**WHAT THE TASK REQUIRES**
Please convert every line below into a JSON list of strings, one string per line, leaving out any blank lines.

**DATA EXCERPTS**
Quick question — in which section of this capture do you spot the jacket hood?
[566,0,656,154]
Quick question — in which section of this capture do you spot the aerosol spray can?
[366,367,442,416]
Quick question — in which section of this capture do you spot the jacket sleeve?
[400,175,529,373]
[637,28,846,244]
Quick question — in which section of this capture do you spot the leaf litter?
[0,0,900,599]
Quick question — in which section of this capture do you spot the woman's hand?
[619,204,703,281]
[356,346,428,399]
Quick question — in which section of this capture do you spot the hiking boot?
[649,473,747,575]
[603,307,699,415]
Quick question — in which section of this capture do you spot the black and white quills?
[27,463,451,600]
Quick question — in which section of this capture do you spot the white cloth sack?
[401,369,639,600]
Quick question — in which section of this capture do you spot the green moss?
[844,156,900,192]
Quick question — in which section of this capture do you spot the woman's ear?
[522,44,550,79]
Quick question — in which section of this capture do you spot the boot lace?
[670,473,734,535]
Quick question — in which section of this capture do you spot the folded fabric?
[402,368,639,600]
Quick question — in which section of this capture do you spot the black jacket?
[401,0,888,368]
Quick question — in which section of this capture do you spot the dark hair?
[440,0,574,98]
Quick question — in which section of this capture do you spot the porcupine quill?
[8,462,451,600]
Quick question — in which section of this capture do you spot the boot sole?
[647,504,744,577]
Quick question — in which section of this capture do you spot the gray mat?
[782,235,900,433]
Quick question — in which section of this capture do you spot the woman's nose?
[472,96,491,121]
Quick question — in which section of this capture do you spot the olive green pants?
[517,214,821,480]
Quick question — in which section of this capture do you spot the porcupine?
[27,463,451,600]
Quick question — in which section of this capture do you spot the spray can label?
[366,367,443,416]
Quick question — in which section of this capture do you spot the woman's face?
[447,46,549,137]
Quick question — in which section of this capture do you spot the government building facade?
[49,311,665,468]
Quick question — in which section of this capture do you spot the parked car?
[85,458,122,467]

**FINAL ANSWER**
[
  "Quick question — in which section of this capture do you spot the jacket hood?",
  "[566,0,656,154]",
  "Quick question — in which section of this capture do you spot the aerosol spray can?",
  "[366,367,442,416]",
  "Quick question — in which section of this capture do you spot the jacket sleeve?",
  "[400,175,529,373]",
  "[637,28,846,244]",
  "Quick question — in which section of this capture do you spot the leaf litter?",
  "[0,0,900,599]",
  "Quick question — in which section of this capture do you spot the woman's hand?",
  "[619,204,703,281]",
  "[356,346,428,399]",
  "Quick question — in which section of this capture do you spot the hiking boot?",
  "[649,473,747,575]",
  "[603,307,699,415]",
  "Quick question — in which section of this capture do you spot the black and white quills?",
  "[27,463,451,600]",
  "Quick question — in which section of this capture do you spot the white cloth sack?",
  "[401,369,639,600]",
  "Quick question — in which section of this capture do you spot the green moss?",
  "[844,156,900,192]",
  "Quick question — in which section of this capture do you spot the woman's ear?",
  "[522,44,550,79]",
  "Quick question — in which section of this capture do you spot the boot lace?",
  "[670,473,734,535]",
  "Quick question — in which section of this capture do you spot the folded fabric?",
  "[402,368,639,600]",
  "Quick question — in which section of this capture do you spot the black jacket?",
  "[401,0,888,368]",
  "Quick question — in which section of this capture do you spot the dark hair?",
  "[440,0,574,98]",
  "Quick question — in which section of this capture do you spot the porcupine quill?",
  "[8,462,451,600]",
  "Quick question — in which section of this capture do you spot the boot sole?",
  "[647,504,744,577]",
  "Quick question — in which section of this capture do you spot the gray mat?",
  "[782,235,900,433]",
  "Quick question — in which section of this capture do you spot the woman's nose?",
  "[472,96,491,121]",
  "Quick question — in which section of this capture do you spot the olive green pants?",
  "[517,214,821,480]",
  "Quick question — in which section of this capture do you spot the porcupine?",
  "[27,463,451,600]",
  "Quick question — in which section of this capture do you spot the spray can label?",
  "[366,367,443,416]",
  "Quick question — in which section of this capture do you spot the woman's face?",
  "[447,46,549,137]",
  "Quick question — in which section of this capture do you spot the government building facade?",
  "[49,311,665,468]",
  "Quick question — in which section of this capture do you spot the parked car?",
  "[85,458,122,467]"
]